#### [What is expected]
Look in the data below for the line that contains "Task: Find the sofa". Copy that line and the remaining lines exactly.

(Records from a collection)
=====

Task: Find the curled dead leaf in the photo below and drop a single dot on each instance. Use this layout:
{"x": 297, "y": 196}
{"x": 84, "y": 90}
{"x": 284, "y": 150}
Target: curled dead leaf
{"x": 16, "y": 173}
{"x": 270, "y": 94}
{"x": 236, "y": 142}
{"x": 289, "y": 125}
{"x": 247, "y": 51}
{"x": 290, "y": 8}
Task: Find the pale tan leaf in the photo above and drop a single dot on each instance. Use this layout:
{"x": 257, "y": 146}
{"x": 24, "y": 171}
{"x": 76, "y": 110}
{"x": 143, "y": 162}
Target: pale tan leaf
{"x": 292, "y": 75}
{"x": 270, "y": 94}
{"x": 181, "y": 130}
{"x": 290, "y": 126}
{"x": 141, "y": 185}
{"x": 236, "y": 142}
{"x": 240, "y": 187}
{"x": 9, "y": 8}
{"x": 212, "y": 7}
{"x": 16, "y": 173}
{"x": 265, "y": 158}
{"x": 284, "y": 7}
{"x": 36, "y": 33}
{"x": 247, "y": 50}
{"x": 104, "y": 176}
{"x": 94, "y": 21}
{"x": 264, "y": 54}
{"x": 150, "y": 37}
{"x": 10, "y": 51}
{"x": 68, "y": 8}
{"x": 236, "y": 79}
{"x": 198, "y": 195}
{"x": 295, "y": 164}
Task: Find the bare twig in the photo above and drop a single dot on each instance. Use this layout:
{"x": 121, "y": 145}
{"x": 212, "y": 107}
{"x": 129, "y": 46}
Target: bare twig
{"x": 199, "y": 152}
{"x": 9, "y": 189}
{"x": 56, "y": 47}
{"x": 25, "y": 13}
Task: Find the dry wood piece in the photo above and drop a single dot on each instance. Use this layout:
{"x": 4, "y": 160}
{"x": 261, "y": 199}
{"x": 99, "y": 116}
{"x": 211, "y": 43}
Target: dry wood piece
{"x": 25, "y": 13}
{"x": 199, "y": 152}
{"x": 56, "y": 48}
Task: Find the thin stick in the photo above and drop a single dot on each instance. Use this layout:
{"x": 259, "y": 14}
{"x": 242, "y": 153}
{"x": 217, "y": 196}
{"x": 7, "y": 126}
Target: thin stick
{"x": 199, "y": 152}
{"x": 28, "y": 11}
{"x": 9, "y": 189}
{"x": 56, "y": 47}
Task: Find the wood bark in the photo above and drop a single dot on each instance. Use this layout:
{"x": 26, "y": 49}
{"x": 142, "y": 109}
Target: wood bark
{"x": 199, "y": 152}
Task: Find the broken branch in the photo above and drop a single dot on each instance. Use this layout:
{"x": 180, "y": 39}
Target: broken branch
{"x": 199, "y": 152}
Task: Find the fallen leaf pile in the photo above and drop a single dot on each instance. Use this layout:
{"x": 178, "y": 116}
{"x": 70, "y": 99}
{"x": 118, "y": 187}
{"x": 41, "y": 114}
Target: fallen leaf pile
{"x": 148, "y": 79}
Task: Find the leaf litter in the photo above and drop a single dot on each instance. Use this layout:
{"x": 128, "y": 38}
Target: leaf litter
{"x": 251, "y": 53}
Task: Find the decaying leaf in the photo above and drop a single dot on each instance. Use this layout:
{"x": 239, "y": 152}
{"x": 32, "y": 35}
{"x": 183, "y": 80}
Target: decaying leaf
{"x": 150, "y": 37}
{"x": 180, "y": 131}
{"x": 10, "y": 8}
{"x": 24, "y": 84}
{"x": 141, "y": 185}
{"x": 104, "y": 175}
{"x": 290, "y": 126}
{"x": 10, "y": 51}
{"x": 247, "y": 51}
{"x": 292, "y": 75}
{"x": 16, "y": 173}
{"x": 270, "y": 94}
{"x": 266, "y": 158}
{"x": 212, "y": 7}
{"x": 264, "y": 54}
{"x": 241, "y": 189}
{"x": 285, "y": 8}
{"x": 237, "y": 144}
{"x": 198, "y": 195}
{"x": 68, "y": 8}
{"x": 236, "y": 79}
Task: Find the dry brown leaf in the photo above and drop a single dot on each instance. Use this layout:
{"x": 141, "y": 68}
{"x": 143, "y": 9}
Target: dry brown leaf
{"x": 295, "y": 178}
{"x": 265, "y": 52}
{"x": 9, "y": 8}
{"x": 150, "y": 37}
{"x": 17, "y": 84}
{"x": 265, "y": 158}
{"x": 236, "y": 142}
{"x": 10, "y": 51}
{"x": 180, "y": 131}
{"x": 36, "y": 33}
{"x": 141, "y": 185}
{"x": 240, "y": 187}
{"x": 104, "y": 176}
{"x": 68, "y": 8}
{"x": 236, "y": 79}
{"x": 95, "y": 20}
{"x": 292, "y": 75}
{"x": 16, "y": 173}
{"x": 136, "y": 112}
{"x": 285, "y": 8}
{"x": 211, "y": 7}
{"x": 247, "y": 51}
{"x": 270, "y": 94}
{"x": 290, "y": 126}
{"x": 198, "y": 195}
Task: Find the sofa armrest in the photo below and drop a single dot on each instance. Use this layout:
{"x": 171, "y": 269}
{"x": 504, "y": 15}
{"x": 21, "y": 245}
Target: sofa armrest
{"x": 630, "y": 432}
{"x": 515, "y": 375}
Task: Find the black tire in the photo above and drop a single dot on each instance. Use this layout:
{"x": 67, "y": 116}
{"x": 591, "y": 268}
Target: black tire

=====

#### [The completed task]
Task: Find the sofa armrest in the photo below and drop a single dot on each instance. Use this layout:
{"x": 171, "y": 269}
{"x": 504, "y": 15}
{"x": 21, "y": 245}
Target: sofa armrest
{"x": 630, "y": 432}
{"x": 515, "y": 375}
Task: Find the black tire in the photo above and drop a single dot on each instance. Use this layout:
{"x": 67, "y": 116}
{"x": 591, "y": 268}
Target: black tire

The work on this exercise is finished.